*EXPLORANDO O MATERIAL:*
(a) Qual é o título do artigo de Lygia da Veiga Pereira citado no texto sobre células-tronco?
(b) Escreva a continuação do texto sobre células-tronco, começando logo depois da última frase.

*TEXTO DO EXERCÍCIO:*

● ● ● ●

Mas em matéria de divulgação científica, insistência e reiteração nunca são demais. Jornalistas podem ser tão ignorantes a respeito quanto os seus leitores – ou, no caso, espectadores.
A bióloga Lygia da Veiga Pereira, que divide com a sua colega de USP Mayana Zatz a pole-position na campanha pela liberação das pesquisas em causa, no Brasil, abriu o artigo "Por enquanto, apenas um fio de esperança" (Estado, 6/3), com uma situação que a fez "gelar".
Numa entrevista ao vivo, no dia seguinte ao da votação na Câmara, o repórter começou: "Com a aprovação do projeto da Lei de Biossegurança, quantos pacientes sairão das filas de transplantes?"
Lygia conta que respirou fundo e respondeu: "Nenhum."
Ela aceita que "talvez um certo sensacionalismo faça parte do jogo e tenha sido importante para mobilizar a sociedade e os parlamentares". Mas, "agora que a poeira baixou, quais são as reais possibilidades das CTs embrionárias?"
Como indica a citada matéria do Estado com as três especialistas, intitulada com objetividade "Presente e futuro das células-tronco", a pergunta está no radar da grande imprensa. Tomara que dali não saia "agora que a poeira baixou".
E a questão moral? Folha, Estado e Globo trouxeram artigos de padres condenando o uso de CTs embrionárias porque isso equivalerá à "destruição de vidas". A vida, para eles, começa no momento da fecundação.

● ● ● ●

*DADOS FORNECIDOS:*

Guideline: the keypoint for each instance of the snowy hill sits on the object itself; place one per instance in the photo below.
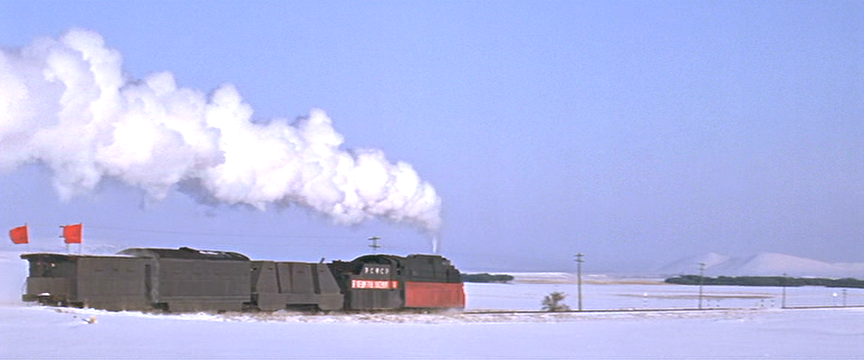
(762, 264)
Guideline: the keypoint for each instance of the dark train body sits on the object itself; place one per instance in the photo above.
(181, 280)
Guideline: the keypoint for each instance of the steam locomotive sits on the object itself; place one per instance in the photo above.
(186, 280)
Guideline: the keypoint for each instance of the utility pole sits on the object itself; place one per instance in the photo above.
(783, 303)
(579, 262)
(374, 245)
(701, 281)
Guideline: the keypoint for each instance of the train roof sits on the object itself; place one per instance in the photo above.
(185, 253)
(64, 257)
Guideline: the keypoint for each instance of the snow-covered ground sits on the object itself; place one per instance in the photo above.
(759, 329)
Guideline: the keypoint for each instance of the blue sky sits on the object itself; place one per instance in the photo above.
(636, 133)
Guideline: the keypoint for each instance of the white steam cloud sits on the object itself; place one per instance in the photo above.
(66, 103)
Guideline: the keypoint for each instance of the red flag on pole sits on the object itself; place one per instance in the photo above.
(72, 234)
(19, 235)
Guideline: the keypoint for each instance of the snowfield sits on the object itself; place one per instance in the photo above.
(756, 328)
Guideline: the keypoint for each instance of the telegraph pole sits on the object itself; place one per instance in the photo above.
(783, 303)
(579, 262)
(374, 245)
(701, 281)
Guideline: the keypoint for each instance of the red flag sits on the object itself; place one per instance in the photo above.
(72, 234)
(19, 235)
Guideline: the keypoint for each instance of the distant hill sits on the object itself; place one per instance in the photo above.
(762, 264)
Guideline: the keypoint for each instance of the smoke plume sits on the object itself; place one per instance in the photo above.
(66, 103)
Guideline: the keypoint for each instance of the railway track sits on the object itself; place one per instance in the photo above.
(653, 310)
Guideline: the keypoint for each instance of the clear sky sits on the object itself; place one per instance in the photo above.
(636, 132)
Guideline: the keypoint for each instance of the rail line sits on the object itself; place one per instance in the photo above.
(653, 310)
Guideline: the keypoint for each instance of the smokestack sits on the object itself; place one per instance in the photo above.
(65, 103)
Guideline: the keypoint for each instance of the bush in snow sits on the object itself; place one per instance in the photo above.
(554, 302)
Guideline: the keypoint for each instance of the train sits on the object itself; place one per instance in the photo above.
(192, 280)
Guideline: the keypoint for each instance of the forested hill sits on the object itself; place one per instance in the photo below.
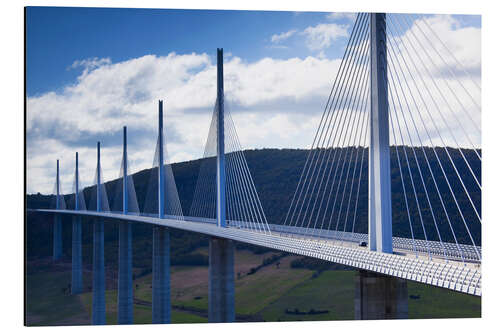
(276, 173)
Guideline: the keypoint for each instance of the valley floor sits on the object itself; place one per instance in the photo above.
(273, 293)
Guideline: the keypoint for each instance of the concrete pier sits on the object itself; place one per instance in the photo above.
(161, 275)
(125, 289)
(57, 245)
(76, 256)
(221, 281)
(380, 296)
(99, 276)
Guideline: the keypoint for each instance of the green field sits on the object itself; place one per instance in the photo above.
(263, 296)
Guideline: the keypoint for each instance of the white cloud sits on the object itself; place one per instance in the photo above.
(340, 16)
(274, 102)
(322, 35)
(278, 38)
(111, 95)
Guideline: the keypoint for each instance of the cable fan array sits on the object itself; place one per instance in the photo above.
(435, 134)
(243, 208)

● ● ● ●

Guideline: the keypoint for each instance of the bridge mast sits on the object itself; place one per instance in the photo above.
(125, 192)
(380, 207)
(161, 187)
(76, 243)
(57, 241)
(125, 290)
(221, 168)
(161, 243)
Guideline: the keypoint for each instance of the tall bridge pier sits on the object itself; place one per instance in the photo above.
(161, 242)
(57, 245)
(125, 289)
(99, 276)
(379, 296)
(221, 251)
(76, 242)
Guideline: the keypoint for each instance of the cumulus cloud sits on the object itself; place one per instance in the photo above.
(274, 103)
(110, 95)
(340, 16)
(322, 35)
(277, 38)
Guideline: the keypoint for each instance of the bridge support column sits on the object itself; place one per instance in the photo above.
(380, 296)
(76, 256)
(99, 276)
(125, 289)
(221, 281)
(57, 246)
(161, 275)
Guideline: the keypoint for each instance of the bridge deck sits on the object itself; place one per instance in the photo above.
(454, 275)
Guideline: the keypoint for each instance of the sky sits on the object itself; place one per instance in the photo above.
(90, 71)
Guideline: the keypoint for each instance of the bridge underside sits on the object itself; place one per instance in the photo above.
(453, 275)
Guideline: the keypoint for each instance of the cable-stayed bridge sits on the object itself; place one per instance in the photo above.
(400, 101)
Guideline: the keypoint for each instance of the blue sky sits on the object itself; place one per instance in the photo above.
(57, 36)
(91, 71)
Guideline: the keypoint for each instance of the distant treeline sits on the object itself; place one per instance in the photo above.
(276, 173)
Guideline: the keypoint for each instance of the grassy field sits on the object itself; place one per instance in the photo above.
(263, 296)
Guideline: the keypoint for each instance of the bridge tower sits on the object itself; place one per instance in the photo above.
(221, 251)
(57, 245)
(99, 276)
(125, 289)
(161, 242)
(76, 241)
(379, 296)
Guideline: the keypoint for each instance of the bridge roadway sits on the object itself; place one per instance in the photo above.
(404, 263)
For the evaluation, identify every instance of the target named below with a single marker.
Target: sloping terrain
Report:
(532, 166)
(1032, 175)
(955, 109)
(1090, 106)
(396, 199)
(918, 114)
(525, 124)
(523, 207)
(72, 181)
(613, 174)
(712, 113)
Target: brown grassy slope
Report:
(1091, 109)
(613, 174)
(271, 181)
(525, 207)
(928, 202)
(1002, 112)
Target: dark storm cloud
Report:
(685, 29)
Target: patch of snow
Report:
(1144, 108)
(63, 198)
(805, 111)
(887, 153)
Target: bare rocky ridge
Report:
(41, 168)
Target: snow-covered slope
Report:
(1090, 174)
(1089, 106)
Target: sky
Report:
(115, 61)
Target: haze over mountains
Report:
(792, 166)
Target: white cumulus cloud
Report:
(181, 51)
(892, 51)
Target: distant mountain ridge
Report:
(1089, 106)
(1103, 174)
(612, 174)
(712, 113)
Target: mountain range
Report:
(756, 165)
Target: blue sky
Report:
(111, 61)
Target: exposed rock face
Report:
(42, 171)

● ● ● ●

*RESPOSTAS POR TAREFA:*
(a) "Por enquanto, apenas um fio de esperança".

(b)
A melhor (e mais divertida) refutação a essa crença que este leitor encontrou nos últimos dias nos jornais brasileiros está no artigo "A vida humana segundo a razão", do cientista político Giovanni Sartori (que inventou a expressão videopolítica) para o Corriere della Sera, transcrito no Estado do dia 2.
Sartori distingue vida de vida humana. No limite, essa distinção está na autoconsciência. Todos os seres dotados de sistema nervoso sofrem fisicamente, argumenta. Mas o homem também sofre psicologicamente e espiritualmente. "Digamos, então", escreve Sartori, "que a vida humana começa a ser diferente, radicalmente diferente daquela de qualquer outro animal superior, quando começa a ‘dar-se conta’."
Por isso também se diz que a vida cessa quando cessa a atividade cerebral, mas a vida humana cessa quando o ser humano perde a consciência de si.
Estado e religião
É certo que isso é muito pouco para levar os religiosos a aceitar que vida humana alguma se perde com a manipulação de blastocistos – a centena de células indiferenciadas que se formaram nos cinco primeiros dias do desenvolvimento embrionário e das quais são removidas as células-tronco.
À parte a verdade de que todos temos direito às próprias opiniões, mas não aos próprios fatos, como dizia o falecido senador americano Daniel Patrick Moynihan, há quem queira impor as próprias opiniões, como se fossem fatos, a toda a coletividade.
Os jornais de sábado deram que o católico procurador-geral da República, Claudio Fonteles – o mesmo que se opõe ao aborto até de fetos anencefálicos – pretende representar no Supremo contra a Lei de Biossegurança. Isso, segundo o Estado, porque ele ouviu uma bióloga dizer no canal católico Rede Vida que a aprovação da lei foi "um golpe político".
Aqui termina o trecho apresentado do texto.